*Description of the task:*
Quote the entries word for word. Omit the pictures.

[BEGIN]

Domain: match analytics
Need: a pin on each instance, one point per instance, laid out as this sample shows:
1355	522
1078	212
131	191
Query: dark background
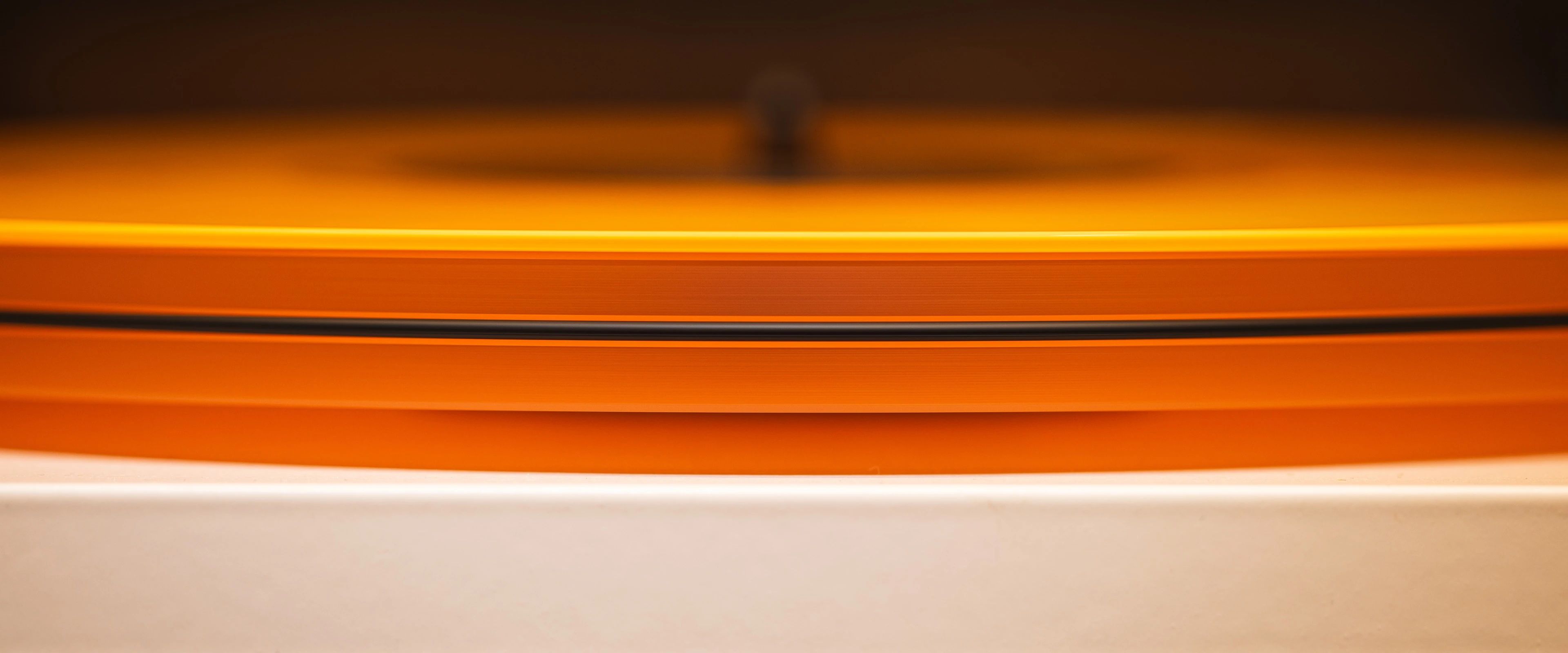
1473	60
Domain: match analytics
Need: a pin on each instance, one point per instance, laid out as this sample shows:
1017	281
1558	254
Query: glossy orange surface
907	218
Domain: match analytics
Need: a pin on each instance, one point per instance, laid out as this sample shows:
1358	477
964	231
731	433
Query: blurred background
1467	60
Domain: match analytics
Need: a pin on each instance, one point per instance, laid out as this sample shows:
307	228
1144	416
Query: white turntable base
120	555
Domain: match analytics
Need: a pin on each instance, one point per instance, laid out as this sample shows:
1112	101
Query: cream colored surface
178	557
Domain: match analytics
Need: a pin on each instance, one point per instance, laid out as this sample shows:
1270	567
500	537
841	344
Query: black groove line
905	331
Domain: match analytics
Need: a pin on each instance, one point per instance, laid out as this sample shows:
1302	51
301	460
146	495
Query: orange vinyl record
659	262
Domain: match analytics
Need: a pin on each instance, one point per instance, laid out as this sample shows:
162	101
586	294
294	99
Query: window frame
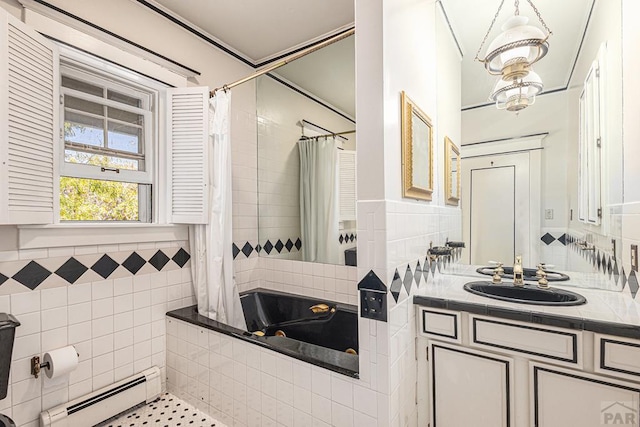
93	70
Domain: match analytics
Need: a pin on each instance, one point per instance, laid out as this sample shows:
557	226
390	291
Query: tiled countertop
607	312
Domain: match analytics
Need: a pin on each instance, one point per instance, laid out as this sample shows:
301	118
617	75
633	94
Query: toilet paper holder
36	366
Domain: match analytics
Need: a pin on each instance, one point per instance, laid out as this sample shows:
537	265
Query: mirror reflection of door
493	214
500	205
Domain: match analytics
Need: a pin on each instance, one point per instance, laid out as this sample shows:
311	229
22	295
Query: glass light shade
517	95
513	51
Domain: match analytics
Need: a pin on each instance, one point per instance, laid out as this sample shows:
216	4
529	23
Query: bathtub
292	316
287	324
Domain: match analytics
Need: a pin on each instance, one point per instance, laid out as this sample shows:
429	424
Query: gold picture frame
417	151
452	172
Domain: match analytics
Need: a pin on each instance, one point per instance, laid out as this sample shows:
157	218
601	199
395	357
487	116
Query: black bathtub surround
327	334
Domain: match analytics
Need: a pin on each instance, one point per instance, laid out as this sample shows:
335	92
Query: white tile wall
116	325
332	282
242	384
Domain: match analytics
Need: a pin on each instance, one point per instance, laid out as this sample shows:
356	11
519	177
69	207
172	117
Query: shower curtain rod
288	59
331	134
304	122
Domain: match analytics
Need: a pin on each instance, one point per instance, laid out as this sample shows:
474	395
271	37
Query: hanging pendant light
520	45
518	94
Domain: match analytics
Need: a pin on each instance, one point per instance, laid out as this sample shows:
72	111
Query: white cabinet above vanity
511	365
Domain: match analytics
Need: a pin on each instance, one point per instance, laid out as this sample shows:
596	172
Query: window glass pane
82	105
95	200
125	99
82	86
82	129
125	116
125	138
81	157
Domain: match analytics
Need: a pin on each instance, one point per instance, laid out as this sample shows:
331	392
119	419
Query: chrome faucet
518	272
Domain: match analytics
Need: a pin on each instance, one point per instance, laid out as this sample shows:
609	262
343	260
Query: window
108	131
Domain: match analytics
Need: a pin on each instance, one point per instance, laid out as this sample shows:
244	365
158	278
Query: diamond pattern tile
159	260
105	266
372	282
247	249
563	239
396	286
167	410
408	280
31	275
71	270
548	239
133	263
181	257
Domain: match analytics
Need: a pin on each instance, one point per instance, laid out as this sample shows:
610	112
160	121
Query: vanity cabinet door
563	397
469	388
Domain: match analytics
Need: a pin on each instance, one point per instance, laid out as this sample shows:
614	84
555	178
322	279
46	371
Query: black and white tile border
42	273
279	246
347	237
548	239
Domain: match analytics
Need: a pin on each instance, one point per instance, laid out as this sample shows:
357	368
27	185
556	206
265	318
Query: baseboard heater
105	403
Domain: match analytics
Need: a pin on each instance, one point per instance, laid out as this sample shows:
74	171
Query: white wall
419	57
118	324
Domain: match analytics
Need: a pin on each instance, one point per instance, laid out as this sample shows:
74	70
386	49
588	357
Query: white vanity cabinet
562	397
469	388
485	371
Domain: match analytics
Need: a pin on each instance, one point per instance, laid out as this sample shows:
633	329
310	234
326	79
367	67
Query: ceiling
328	73
470	20
259	29
253	29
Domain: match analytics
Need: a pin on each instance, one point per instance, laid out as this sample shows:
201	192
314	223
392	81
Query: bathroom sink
529	294
528	274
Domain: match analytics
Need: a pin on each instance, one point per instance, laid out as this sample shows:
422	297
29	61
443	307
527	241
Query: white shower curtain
319	199
212	260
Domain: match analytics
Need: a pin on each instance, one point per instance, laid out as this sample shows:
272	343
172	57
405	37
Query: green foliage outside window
96	200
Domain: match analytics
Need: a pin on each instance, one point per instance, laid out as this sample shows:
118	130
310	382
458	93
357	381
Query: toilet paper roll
61	361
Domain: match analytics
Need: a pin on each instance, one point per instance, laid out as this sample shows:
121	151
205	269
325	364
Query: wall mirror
552	221
452	172
417	151
312	97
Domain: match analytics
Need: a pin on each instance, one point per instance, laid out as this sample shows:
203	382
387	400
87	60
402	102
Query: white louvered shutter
347	163
29	125
188	135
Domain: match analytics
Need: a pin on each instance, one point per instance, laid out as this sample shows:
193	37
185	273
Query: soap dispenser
518	272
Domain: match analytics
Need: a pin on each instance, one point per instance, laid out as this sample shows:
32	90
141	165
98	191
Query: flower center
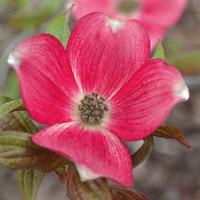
92	109
127	7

[END]

*Reply to the exercise:*
Domain: match analytics
Need: a pin on each instance, one point per instance, laid out as this sample shows:
1355	522
1078	212
131	191
Query: dark background
1473	60
Domain: match analytics
Need: a pin on each instance, one point per instance, laid out as this sample shows:
1017	281
1558	254
Query: glossy orange surface
907	218
Domain: match analytics
Need: a pin on each instance, one point per instance, laid out as this sample shows:
1358	477
964	231
731	433
Query: blurred background
1467	60
Domain: match analytics
Need: a pin on each instance, one point per instance, laid out as this sample shows:
307	228
1144	416
Query: white turntable base
120	555
Domain: match analytics
Need: a pin on each instance, one point per instance, laid out as this sample shows:
1112	101
Query: cream colored surface
178	557
Domain: match analytics
Need: a pin on each instance, one point per instance, laid out as this sample shows:
1270	567
500	537
841	344
Query: black groove line
905	331
Domain: match analytics
Need: a pin on each instance, one point per instance, laid out as this sample shows:
1302	51
301	460
146	495
Query: orange vinyl record
659	262
Domain: match analytics
Need: a pin on each instance, one point per instance, laid out as this sample shows:
162	101
586	294
294	99
Query: window frame
93	70
Domain: match analytics
Need: a pin on each instance, one point per instance, laid out as this sample shows:
557	226
390	291
Query: tiled countertop
607	312
Domain: match analytics
Need: a pin on each instance, one point per instance, laid out as this sample shows:
301	118
617	75
633	94
Query: toilet paper holder
36	366
Domain: match analytics
Need: a pin on each instance, one point per instance, laid out as this sample shows:
537	265
Query: mirror reflection of door
493	214
500	205
Domain: match analytics
Need: a pin on each instance, one point per instance, laid out as this sample shows:
311	229
22	295
Query: glass light shade
517	95
513	51
Domain: match analytics
Need: a pin on each instance, one point per instance, laid out as this sample shows:
216	4
529	23
Query: bathtub
292	316
287	324
Domain: match analytics
Need: a pin on each instance, one point per instance, laid out as this sample shows:
429	424
Query: gold picture frame
417	151
452	172
Domain: match analytics
Need: a pin on each instance, one point per instance, laid out as this sample shows:
157	218
601	199
395	357
487	116
Query: black bathtub surround
327	334
Domain: match analytics
Need: a pin on each instance, one point per instance, laid out as this sample shows:
335	92
Query: white tile wall
116	325
332	282
242	384
Domain: match analytics
Need: a pin on each instance, one point per instance, laid out as this sample shows:
356	11
519	177
69	207
172	117
Query: shower curtain rod
288	59
331	134
304	122
Domain: match analytics
Need: a pin on each instance, one point per instance, laid out as this sample shows:
474	395
271	37
Query: hanging pendant light
520	45
518	94
Domain: match analytics
Need: a pin on each instance, one point per instance, laid out as this sample shows:
72	111
Query: white cabinet above vanity
511	365
Domain: match analytics
Need: a pin on each instance, one point per instance, laid out as this sample shows:
596	172
Query: window glass pane
82	105
95	200
125	99
82	86
82	129
125	116
125	138
81	157
Domain: match analytics
Need: a pin on each instance, one point per instance, laid out as this sample shows:
331	392
119	419
Query: chrome faucet
518	272
Domain: match analytics
Need: a pin on each instance, one point per instance, laid out as this sample shows:
609	262
343	260
Query: window
108	131
Domain: match analytics
Need: a pin on each instance, one point per instance, laid out as this sample shows:
244	365
158	278
Query: diamond pattern tile
159	260
105	266
372	282
247	249
563	239
396	286
167	410
408	280
31	275
71	270
548	239
133	263
181	257
Domain: match analytics
Need: a pin on each instance, one point per instance, laid out as this sample shows:
610	112
160	121
Query: vanity cabinet door
563	397
469	388
Domain: match analytics
Need: a pin on each instance, one point per instance, laid out as this sample shows:
614	84
555	178
322	279
46	371
Query: black and white tile border
42	273
279	246
347	237
548	239
Domain: match analytics
Need: a pin on each instance, one point per instance, laid out as this sample shows:
357	368
27	185
556	206
265	318
Query: baseboard heater
105	403
Domain: match analytics
Need: a pin on each instance, one point per instance, laid out as this sample shows:
74	171
Query: white wall
419	57
118	324
Domain: match analytics
Need: a pin on each instance, one point per instance, laid out as this sample shows:
74	70
386	49
588	357
Query: white vanity cabinet
562	397
469	388
485	371
Domain: match analytics
Need: a pin on each instance, one point per instance, laid out as this sample shows:
633	329
310	234
326	79
367	67
Query: ceiling
328	73
470	20
259	29
253	29
Domain: match analytics
Need: a pin on each instance, one point per instance, laid out as this sample shows:
201	192
314	223
392	81
Query: bathroom sink
529	294
528	274
Domain: match analytics
Need: a pin on each instance, one point per instance, laid out as this sample shows:
422	297
29	61
443	307
527	241
Query: white shower curtain
319	199
212	260
Domain: match analytics
Need: a pin on each instance, one point per instance, laid out as this sample shows:
272	343
172	57
405	37
Query: green foliage outside window
96	200
Domain: match analytics
Need: a pin on each instance, one point per instance, laid out as this sample shows:
118	130
310	382
458	93
357	381
Query: toilet paper roll
61	361
Domain: match analytics
Need: a pin on each instance, one point per instance, laid out as this sample shows:
121	151
205	269
325	364
Query: wall mirror
552	221
452	172
417	151
312	97
Domain: match analytics
Need: a pin on each instance, one point per instance, laid out as this sample shows:
203	382
387	400
87	60
402	102
Query: white louvered shutter
347	163
29	125
188	135
Domain: match analytics
Need: a pin on each instance, one point per instance, laid out as this sample shows:
193	37
185	273
Query: soap dispenser
518	272
Domain: match analytics
Need: a pin on each instance, one point per instance, laid out as this sample shows:
32	90
141	165
98	191
Query: flower center
92	109
127	7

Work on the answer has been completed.